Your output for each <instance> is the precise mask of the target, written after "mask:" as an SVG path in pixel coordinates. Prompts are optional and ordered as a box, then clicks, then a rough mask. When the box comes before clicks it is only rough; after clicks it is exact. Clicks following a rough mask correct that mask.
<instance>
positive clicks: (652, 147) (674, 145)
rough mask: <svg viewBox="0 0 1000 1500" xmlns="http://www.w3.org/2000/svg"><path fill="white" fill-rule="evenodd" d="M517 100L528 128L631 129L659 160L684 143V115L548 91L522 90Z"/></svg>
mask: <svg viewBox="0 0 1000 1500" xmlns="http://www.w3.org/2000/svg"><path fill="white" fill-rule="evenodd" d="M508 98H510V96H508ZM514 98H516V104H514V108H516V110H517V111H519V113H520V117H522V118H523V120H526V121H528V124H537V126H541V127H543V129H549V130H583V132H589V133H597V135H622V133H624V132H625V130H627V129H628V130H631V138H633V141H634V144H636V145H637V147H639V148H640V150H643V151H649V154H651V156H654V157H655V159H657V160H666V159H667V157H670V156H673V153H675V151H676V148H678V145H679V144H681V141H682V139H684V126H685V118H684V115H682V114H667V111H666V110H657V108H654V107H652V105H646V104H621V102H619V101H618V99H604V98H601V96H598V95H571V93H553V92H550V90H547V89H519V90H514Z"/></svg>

********

Output the material verbatim, starting at the first line and ending at the line containing "rough mask: <svg", with both ends included.

Your output for each <instance> is the precise mask of the target, written after "mask:" as an SVG path in pixel coordinates. Prompts are optional and ordered as a box, then clicks, then a rough mask. When the box comes before clicks it is only rough; after clicks it is exact. Clicks following a rough mask correct that mask.
<instance>
positive clicks: (652, 147) (674, 145)
rough mask: <svg viewBox="0 0 1000 1500" xmlns="http://www.w3.org/2000/svg"><path fill="white" fill-rule="evenodd" d="M517 100L528 128L631 129L659 160L684 143V115L548 91L522 90Z"/></svg>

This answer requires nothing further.